** MATERIAL FOR THIS TASK follows **

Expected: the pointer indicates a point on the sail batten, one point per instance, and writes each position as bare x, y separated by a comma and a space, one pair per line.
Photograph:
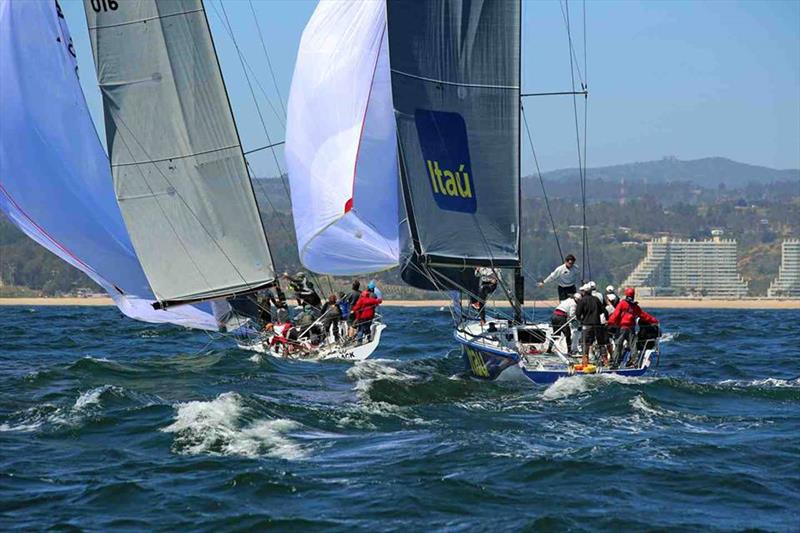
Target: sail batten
179, 172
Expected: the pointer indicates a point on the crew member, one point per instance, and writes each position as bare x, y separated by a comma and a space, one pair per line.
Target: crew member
624, 317
303, 290
591, 313
351, 299
331, 315
372, 287
567, 277
562, 320
488, 278
364, 311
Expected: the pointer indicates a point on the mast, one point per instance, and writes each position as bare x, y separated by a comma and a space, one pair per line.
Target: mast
519, 279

** End of MATERIAL FOR THIS TASK **

**REQUIRED ACTION**. In the lines above, find the word "separated" and copy each line that contains it.

**REPLY**.
Expected: the pointer indicates a point on the sail batten, one point per instance, and writes each position as bare x, y separated by a comma and a space, one pair per line.
Expected: the pointer indicates a point on the crew member, one point per instance, and writes each position as bare x, y separated by a comma and a space, one pair per line.
Expected: the pointer indicates a point on the mast, one point per instance, and writes each position as bare x, y separated by a comma and a space, one pair per line.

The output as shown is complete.